_EXERCISE INSTRUCTIONS:_
Quote the listing below in its entirety.

_PROVIDED ENTRIES:_
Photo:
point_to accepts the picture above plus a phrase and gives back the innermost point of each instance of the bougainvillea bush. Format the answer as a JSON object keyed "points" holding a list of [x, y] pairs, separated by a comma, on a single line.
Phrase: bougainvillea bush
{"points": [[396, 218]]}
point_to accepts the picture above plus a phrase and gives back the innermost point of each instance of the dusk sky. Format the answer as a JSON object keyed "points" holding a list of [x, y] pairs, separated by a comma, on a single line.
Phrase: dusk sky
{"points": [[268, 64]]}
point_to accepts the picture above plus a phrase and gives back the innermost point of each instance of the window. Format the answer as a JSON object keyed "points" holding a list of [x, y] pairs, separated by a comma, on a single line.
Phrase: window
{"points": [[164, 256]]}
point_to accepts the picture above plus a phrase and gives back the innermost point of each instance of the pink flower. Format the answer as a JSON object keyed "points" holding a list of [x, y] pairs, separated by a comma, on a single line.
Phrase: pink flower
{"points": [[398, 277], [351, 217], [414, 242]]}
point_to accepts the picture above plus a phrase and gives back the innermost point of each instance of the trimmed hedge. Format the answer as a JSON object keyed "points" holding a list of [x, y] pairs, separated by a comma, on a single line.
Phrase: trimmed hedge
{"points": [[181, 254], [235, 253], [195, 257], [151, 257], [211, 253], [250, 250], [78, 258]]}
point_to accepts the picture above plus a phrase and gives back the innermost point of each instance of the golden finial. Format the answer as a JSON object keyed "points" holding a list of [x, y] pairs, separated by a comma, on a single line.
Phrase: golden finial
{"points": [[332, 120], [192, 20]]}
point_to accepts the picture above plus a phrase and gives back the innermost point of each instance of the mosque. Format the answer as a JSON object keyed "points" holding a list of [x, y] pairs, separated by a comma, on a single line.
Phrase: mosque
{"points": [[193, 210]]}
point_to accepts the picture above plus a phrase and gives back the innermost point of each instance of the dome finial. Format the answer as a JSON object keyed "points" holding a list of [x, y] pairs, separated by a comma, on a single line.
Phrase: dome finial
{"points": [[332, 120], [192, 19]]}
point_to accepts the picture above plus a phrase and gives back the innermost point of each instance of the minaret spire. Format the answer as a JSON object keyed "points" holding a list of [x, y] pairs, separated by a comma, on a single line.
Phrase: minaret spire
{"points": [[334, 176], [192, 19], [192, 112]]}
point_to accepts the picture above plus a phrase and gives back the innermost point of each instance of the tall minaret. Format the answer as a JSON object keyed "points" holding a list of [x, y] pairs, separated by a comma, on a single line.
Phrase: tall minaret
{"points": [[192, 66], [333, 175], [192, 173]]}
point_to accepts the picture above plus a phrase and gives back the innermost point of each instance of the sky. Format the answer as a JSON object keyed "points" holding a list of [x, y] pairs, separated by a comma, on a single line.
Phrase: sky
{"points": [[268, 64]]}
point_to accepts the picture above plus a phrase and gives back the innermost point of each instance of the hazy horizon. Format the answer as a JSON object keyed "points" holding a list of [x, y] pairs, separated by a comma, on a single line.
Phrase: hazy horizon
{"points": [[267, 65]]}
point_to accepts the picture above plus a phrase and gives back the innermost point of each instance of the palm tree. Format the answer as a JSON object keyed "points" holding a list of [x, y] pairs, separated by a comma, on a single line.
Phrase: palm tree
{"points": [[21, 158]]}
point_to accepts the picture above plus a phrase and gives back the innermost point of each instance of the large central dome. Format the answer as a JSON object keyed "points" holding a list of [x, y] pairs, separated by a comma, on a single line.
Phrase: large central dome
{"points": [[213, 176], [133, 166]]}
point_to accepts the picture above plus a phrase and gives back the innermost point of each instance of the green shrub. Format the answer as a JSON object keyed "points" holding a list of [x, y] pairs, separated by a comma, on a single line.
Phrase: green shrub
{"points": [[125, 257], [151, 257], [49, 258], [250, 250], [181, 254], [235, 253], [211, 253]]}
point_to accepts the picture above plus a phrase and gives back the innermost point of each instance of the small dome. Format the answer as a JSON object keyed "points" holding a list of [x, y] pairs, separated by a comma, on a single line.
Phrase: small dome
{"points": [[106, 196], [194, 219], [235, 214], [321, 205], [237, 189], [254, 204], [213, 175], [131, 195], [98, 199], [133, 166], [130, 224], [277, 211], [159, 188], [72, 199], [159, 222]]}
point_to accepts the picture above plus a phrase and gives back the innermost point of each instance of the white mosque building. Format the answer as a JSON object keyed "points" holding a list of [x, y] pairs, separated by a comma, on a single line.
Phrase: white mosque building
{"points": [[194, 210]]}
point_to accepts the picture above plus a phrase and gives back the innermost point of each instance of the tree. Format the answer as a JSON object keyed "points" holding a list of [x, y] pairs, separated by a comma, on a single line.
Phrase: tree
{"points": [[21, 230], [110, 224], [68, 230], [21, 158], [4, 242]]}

_WRITTEN RESPONSE:_
Photo:
point_to accepts the picture above plus a phrase and gives back the innermost point of each instance of the bougainvillea bush. Format the answer as a JSON object keyed "points" holding a list of [x, y] pairs, separated by a comma, on a single line.
Phrase: bougainvillea bush
{"points": [[396, 218]]}
point_to accepts the picture above plus a phrase and gives back the innermost point of each instance of the dusk sky. Format the answer as a JSON object keyed "points" holding a list of [x, y] pairs, separated by a comma, on a single line.
Phrase: dusk sky
{"points": [[268, 64]]}
point_to accepts the picture above plus a phrase and gives back the innermost point of each instance of the window. Format the answer as a JSON object keyed "points" holding a list of [x, y] pairs, separated by a comma, on a single line.
Phrase: window
{"points": [[164, 256]]}
point_to accepts the picture above plus a phrase and gives back the innermost point of each instance of the pink flower. Format the answer as a JSON object keyed "points" holding a list of [x, y] pairs, separated by a comma, on a single line.
Phrase: pink flower
{"points": [[398, 277], [351, 217], [414, 242]]}
point_to accepts the picture above plus a phrase and gives back the innermost point of each instance of the trimmed hedge. Format the answer as a JSON object keyed "points" holding a list of [x, y] pairs, separated by a comma, on a single line.
Phrase: trimmed hedge
{"points": [[181, 254], [235, 253], [195, 257], [151, 257], [211, 253], [250, 250], [78, 258]]}
point_to accepts the picture above plus a phrase and gives back the innermost point of each instance of the golden finial. Format the answer as a JSON object keyed "points" holding a list of [x, y] pairs, separated by a comma, on a single line.
Phrase: golden finial
{"points": [[332, 120], [192, 20]]}
point_to accepts the picture above plus a phrase and gives back the innermost point of each instance of the mosque. Format the answer as a JSON object keyed "points" holding a list of [x, y] pairs, separated by a comma, on a single line.
Phrase: mosque
{"points": [[193, 210]]}
point_to accepts the picture above plus a phrase and gives back the innermost point of each instance of the dome finial. Format the answer as a JSON object keyed "points" holding a list of [x, y] pairs, separated by a comma, on a single line.
Phrase: dome finial
{"points": [[332, 120], [192, 19]]}
point_to accepts the picture above plus a phrase and gives back the innermost point of each instance of the minaret spire. Format the answer as a JSON object keyed "points" holding a list of [x, y] pairs, separated by a comma, on a single line.
Phrase: minaret spire
{"points": [[334, 176], [192, 19], [192, 112]]}
point_to accepts the picture above plus a phrase and gives back the innermost point of each instance of the tall minaret. Format the answer as a JSON object keyed "points" holding a list of [x, y] pairs, separated by a comma, on a single line.
Phrase: tall minaret
{"points": [[192, 66], [333, 175], [192, 173]]}
point_to accepts the picture above plus a phrase and gives back the innermost point of each instance of the sky. Format the answer as a JSON object keyed "points" holding a list of [x, y] pairs, separated by a comma, on a single line.
Phrase: sky
{"points": [[268, 64]]}
point_to accepts the picture above plus a phrase and gives back the innermost point of each instance of the hazy horizon. Format the answer as a JSON object keyed "points" holding a list of [x, y] pairs, separated by a comma, on a single line.
Phrase: hazy horizon
{"points": [[267, 65]]}
point_to accepts the picture above plus a phrase and gives back the innermost point of each instance of the palm tree. Format the answer as a JSON object keyed "points" holding a list of [x, y] pairs, separated by a comma, on a single line.
Phrase: palm tree
{"points": [[21, 158]]}
point_to accepts the picture above plus a phrase and gives back the innermost point of each instance of the large central dome. Format the answer as a JSON object keyed "points" holding a list of [x, y] pairs, separated by a comma, on a single line.
Phrase: large central dome
{"points": [[213, 176], [133, 166]]}
point_to accepts the picture above plus a phrase and gives back the innermost point of each instance of the green shrub. Format the answer as a JSON object keyed "points" holding a list of [x, y] pairs, separated by a comma, on a single line.
Phrase: green shrub
{"points": [[125, 257], [151, 257], [49, 258], [250, 250], [181, 254], [235, 253], [211, 253]]}
point_to accepts the picture above plus a phrase and gives back the innermost point of each instance of the small dome. Format the answer as a JSON object keyed "points" holding a list of [x, y] pairs, separated by a comma, on a single line.
Phrase: small dome
{"points": [[106, 196], [194, 219], [235, 214], [321, 205], [237, 189], [254, 204], [213, 175], [131, 195], [98, 199], [133, 166], [130, 224], [277, 211], [159, 188], [72, 199], [159, 222]]}
point_to accepts the picture above plus a phrase and gives back the innermost point of each instance of the white mosque building. Format the answer as a JSON object keyed "points" holding a list of [x, y] pairs, separated by a comma, on a single line.
Phrase: white mosque building
{"points": [[194, 210]]}
point_to accepts the picture above plus a phrase and gives back the innermost point of each instance of the tree. Format the answer as a JSON object keyed "points" holding a list of [x, y] pairs, separated by a comma, on a single line.
Phrase: tree
{"points": [[21, 230], [110, 224], [68, 230], [21, 158], [4, 242]]}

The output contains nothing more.